Your task
Your task is to repeat the entries exactly from their first line through the line with "yellow kit shown above.", and to stop there.

Data records
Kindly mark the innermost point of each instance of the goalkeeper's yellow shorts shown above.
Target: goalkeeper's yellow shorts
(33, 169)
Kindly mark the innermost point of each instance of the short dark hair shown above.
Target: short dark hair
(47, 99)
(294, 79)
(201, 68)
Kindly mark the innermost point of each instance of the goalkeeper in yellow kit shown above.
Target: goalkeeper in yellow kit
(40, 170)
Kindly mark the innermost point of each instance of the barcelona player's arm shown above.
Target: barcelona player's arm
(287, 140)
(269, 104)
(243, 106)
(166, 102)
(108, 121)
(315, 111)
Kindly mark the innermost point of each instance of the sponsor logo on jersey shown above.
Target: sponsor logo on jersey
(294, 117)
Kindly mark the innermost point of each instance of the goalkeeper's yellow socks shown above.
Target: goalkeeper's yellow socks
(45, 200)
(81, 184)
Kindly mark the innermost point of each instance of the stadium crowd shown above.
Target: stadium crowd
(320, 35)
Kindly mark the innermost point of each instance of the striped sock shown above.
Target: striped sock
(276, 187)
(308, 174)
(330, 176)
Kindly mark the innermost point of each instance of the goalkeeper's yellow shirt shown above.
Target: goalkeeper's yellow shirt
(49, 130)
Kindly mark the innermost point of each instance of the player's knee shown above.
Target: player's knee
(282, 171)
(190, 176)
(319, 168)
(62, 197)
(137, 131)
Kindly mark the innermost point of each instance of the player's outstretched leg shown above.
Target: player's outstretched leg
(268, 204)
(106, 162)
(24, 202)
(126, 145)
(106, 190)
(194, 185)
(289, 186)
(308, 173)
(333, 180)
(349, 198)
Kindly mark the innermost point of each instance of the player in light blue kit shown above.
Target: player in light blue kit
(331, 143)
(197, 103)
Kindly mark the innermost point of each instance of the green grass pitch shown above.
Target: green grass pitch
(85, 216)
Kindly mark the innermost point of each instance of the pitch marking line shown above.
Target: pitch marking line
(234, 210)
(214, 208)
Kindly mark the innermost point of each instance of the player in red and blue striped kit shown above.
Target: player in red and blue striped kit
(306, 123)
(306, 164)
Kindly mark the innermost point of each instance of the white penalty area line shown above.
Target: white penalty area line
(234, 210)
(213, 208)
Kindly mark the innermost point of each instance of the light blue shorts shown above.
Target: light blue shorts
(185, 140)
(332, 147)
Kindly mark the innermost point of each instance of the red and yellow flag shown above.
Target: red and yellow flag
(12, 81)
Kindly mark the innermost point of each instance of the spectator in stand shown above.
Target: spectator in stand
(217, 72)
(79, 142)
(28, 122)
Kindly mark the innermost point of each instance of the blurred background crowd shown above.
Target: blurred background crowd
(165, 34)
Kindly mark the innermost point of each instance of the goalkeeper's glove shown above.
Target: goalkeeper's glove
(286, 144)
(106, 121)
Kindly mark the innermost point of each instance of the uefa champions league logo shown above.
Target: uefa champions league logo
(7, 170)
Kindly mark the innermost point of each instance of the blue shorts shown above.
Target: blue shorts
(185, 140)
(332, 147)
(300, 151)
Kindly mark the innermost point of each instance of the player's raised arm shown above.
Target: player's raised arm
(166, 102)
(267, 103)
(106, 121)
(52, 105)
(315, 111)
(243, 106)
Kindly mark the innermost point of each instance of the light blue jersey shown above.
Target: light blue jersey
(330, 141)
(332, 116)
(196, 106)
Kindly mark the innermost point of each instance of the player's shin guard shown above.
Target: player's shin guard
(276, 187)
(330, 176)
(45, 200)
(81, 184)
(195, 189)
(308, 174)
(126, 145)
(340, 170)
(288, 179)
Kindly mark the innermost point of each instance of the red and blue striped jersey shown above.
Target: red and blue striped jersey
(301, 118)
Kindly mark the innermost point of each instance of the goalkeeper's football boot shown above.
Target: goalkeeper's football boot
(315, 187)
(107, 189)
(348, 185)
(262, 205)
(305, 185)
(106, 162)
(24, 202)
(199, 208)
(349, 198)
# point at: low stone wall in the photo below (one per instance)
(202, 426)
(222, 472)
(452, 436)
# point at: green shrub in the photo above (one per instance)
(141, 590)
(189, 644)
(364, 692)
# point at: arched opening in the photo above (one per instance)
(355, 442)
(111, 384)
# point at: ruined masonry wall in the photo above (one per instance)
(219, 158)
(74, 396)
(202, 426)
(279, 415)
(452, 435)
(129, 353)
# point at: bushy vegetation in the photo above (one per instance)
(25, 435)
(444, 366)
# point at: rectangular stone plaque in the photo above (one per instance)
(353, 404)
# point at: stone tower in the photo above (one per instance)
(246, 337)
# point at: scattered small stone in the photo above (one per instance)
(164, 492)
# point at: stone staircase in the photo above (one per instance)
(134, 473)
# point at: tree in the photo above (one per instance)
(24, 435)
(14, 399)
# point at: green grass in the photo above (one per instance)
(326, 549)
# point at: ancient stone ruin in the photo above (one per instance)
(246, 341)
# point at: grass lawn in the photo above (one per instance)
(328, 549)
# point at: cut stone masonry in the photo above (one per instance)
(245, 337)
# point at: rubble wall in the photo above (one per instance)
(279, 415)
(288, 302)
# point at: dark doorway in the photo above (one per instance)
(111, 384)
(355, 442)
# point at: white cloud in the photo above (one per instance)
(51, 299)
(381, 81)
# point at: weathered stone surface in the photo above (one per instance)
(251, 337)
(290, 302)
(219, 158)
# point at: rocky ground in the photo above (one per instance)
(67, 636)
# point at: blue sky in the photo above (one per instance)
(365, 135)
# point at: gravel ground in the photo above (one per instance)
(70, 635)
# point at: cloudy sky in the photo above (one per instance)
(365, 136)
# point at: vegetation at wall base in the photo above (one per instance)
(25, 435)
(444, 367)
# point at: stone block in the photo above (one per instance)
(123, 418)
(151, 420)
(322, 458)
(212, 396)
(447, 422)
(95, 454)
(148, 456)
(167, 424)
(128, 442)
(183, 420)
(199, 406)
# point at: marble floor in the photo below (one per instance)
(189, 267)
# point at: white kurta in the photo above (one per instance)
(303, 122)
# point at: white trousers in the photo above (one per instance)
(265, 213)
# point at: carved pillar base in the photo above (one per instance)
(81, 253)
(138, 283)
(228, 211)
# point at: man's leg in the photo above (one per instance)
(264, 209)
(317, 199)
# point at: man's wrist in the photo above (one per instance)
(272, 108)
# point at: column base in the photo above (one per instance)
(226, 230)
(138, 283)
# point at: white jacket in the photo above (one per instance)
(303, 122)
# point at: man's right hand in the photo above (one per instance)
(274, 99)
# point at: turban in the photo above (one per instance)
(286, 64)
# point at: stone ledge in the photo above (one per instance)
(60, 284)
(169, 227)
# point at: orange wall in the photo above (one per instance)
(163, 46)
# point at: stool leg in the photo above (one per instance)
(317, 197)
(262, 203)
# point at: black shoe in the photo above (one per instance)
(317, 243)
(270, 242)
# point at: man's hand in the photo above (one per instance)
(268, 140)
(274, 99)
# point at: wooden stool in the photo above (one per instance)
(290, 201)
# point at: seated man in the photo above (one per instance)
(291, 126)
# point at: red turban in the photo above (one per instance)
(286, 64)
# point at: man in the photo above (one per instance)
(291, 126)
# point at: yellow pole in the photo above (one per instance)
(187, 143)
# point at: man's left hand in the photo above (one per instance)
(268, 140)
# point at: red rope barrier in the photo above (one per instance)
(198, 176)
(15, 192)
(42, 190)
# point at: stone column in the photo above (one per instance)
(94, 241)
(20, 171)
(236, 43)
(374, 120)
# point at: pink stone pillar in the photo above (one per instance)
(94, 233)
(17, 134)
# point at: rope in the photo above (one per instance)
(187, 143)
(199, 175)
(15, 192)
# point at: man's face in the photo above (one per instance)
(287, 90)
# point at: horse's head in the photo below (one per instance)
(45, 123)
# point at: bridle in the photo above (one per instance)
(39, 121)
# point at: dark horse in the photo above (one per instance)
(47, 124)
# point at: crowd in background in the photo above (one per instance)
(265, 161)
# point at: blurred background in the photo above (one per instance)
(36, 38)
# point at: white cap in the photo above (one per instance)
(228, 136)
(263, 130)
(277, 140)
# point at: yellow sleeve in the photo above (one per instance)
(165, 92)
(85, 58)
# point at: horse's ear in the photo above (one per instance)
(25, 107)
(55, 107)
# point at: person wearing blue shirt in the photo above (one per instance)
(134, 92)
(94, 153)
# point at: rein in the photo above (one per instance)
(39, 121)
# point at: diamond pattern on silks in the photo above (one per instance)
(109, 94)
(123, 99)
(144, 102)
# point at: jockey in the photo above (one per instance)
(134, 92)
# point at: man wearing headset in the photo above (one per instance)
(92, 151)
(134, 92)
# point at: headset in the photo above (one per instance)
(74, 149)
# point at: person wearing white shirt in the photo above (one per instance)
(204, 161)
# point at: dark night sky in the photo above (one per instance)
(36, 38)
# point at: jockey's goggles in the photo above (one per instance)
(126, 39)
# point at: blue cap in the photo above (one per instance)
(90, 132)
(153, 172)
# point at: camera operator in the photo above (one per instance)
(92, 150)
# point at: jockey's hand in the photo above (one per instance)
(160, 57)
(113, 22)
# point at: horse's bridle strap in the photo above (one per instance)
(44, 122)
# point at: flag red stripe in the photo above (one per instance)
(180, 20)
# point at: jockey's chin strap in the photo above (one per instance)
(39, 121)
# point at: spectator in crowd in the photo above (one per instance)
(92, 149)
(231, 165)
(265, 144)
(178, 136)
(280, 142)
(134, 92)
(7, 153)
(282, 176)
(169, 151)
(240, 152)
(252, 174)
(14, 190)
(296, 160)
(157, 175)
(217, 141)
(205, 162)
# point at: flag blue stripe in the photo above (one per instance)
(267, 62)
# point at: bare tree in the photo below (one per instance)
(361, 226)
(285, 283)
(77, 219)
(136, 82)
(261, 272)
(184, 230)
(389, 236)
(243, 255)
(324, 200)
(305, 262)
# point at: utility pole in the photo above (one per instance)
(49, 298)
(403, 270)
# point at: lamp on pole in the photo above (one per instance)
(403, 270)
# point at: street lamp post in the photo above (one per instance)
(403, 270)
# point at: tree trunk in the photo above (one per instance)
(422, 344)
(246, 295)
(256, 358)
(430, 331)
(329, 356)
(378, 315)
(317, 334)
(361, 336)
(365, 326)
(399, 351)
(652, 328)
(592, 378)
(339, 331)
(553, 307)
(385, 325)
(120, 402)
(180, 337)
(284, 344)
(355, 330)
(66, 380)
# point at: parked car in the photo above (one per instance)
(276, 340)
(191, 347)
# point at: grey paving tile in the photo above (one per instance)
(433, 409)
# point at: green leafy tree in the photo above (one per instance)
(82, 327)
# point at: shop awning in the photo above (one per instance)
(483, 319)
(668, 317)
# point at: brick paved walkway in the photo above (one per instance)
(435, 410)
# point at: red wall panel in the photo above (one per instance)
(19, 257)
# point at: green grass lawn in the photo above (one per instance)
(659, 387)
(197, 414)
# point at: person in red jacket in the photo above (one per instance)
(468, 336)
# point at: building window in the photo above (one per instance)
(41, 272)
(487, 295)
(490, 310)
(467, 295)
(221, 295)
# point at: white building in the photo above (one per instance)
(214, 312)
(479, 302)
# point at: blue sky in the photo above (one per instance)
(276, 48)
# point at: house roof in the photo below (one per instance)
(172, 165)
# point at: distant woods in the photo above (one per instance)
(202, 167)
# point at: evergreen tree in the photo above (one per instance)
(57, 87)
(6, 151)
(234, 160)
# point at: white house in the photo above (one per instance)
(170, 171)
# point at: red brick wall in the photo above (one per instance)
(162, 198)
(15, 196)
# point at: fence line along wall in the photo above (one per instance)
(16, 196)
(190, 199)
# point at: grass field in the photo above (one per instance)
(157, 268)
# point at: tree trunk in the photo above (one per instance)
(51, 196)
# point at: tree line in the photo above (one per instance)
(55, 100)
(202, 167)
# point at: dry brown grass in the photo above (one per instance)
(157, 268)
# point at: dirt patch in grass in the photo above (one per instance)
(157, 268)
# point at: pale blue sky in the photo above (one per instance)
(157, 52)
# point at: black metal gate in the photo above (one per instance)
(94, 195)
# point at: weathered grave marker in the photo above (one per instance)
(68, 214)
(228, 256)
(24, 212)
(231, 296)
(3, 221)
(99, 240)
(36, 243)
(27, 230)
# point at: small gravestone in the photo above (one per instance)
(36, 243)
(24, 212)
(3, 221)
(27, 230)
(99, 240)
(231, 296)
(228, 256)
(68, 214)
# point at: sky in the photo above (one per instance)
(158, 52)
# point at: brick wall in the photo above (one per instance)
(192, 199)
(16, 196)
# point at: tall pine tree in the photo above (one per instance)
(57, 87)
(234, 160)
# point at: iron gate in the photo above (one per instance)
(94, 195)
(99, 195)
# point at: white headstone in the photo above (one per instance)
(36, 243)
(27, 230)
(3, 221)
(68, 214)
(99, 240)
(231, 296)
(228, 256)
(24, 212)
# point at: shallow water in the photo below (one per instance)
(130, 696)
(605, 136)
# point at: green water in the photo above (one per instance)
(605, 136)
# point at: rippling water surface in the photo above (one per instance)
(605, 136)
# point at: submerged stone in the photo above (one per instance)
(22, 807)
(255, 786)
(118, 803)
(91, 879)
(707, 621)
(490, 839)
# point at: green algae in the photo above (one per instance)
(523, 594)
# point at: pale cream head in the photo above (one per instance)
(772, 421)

Written reply
Kindly mark the innermost point of each instance of the goalkeeper's yellow shorts shown above.
Target: goalkeeper's yellow shorts
(33, 169)
Kindly mark the innermost point of each instance of the short dark hair shown above.
Target: short dark hair
(47, 99)
(294, 79)
(201, 68)
Kindly mark the innermost point of each instance of the goalkeeper in yellow kit shown above.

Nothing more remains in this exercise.